◆ **Source passage**
Unit 6 :plant nutrition + Unit 8: transport in plants Flashcards
(28 cards)
What is photosynthesis + equation?
The process by which green plants make carbohydrates from raw materials (carbon dioxide and water) using energy from light. A reaction that takes in energy.
Word equation: carbon dioxide + water -> (light) glucose + oxygen
Balanced chemical equation: 6CO2 + 6H2O -> C6H12O6 +6O2
What is chlorophyll?
A green pigment found in the chloroplast of plant cells. It absorbs light energy (which is converted into the chemical energy of glucose molecules)
In what form is glucose (produced during photosynthesis) stored or transported?
Sucrose (carbohydrate molecule that is used by plants as a store of chemical energy) because glucose molecules are very reactive (so this prevents unwanted reactions). It is then transported like this via the phloem to different parts of the plant. It is used for growth of shoots, young leaves, roots and fruits.
It is also converted into starch and stored in the chloroplast & cytoplasm (energy store).

◆ **Activity 1**
Summarize the plant nutrition flashcards in two sentences.
◆ **Activity 2**
In the plant nutrition flashcards, where in plant cells is chlorophyll found?
The items are separate material with no connection to the plant nutrition flashcards.

◆ **Referring expression data**
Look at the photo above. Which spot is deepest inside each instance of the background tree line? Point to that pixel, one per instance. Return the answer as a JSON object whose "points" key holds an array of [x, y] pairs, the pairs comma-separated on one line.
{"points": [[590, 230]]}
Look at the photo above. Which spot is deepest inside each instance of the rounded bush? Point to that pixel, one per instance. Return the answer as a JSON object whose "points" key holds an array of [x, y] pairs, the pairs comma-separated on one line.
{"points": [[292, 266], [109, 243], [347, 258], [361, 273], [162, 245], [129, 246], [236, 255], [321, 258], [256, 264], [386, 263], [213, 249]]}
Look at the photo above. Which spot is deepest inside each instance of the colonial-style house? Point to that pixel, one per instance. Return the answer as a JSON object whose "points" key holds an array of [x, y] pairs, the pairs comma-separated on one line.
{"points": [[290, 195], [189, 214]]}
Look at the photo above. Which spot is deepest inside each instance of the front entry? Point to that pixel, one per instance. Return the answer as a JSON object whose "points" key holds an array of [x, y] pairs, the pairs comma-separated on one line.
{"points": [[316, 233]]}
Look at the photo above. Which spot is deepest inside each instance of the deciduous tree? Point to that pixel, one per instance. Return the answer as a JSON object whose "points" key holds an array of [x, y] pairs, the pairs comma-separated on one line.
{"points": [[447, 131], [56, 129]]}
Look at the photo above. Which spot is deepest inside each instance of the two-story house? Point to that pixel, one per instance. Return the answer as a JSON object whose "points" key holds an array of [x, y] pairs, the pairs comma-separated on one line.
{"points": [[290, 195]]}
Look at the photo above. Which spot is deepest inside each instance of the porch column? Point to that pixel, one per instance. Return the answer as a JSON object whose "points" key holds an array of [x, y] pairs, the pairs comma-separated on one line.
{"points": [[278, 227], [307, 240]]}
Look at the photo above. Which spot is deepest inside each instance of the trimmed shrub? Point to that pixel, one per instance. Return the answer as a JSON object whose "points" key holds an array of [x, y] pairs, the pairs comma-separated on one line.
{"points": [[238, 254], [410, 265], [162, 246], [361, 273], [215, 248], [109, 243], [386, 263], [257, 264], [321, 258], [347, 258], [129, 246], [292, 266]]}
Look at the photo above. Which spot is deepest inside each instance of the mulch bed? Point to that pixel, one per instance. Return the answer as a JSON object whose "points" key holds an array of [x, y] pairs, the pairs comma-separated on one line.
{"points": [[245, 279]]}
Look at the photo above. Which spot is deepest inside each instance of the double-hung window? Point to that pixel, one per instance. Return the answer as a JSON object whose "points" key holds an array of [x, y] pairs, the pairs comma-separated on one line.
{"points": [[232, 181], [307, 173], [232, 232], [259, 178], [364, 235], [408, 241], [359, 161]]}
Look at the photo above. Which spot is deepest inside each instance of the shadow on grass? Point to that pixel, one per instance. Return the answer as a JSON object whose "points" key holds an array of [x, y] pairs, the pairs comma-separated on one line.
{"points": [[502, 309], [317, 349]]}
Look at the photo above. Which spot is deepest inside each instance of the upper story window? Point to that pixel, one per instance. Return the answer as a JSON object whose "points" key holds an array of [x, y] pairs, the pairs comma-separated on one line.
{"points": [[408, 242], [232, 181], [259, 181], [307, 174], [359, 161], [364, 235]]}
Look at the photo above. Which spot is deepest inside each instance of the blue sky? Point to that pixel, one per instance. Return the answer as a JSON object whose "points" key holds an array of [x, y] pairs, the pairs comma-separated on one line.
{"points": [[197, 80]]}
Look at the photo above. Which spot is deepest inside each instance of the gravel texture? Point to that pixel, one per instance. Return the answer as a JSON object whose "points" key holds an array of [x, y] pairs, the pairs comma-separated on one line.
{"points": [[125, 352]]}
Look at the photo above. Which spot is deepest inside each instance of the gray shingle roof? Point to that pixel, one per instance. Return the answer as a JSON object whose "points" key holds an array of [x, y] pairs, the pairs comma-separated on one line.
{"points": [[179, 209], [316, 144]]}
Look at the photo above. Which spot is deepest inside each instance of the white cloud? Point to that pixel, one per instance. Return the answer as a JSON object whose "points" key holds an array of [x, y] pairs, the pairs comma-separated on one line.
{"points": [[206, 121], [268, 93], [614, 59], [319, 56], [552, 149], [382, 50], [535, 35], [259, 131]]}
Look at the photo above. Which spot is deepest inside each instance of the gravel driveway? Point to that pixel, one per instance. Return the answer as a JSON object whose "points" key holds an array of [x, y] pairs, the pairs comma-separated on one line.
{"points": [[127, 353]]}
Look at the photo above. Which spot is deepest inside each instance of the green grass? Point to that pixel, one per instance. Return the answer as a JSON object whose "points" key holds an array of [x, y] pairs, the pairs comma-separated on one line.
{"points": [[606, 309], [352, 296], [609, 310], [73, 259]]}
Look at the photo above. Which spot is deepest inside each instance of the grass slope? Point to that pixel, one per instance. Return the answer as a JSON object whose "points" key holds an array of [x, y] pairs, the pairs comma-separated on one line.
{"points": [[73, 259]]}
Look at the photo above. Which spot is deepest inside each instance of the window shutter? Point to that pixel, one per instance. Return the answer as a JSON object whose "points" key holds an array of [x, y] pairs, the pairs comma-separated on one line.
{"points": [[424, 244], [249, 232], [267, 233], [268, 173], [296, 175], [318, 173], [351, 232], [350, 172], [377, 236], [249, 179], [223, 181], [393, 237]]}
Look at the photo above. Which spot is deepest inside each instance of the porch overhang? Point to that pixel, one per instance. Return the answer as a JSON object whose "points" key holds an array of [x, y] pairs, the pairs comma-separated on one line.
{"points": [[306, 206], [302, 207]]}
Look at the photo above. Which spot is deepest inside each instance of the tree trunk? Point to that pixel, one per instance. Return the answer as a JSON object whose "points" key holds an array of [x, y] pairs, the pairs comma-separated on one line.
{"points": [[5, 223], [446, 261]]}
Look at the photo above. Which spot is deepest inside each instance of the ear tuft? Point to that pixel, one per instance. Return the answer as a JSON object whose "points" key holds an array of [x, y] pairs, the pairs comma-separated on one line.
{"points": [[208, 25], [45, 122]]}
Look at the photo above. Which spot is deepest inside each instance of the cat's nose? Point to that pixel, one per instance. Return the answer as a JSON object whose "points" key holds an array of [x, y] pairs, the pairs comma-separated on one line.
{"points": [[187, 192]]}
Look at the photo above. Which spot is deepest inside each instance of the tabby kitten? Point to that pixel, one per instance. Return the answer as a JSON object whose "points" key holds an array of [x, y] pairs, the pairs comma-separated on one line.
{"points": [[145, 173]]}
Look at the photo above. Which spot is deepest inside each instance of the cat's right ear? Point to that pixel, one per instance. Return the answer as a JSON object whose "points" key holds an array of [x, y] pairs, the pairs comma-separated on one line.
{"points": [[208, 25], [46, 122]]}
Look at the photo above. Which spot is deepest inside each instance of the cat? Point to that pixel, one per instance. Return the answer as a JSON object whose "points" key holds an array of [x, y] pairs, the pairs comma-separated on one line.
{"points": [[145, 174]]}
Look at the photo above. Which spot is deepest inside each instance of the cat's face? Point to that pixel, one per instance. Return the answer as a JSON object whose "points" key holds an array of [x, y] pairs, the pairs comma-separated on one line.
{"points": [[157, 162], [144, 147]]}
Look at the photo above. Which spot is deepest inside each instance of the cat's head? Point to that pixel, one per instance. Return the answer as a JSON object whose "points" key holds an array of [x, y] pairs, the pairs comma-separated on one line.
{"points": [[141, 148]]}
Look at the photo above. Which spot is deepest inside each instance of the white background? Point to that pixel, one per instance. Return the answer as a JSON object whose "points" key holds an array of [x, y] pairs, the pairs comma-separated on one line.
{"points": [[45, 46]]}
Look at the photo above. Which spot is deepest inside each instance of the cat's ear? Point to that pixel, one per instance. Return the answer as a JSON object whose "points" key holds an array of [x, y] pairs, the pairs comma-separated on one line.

◆ **Result 1**
Photosynthesis is the process in which green plants use energy from light to make carbohydrates from carbon dioxide and water, producing glucose and oxygen, and chlorophyll in the chloroplast absorbs that light energy. Because glucose molecules are very reactive, the glucose is stored or transported as sucrose, which moves through the phloem to shoots, young leaves, roots and fruits for growth.

◆ **Result 2**
In the chloroplast.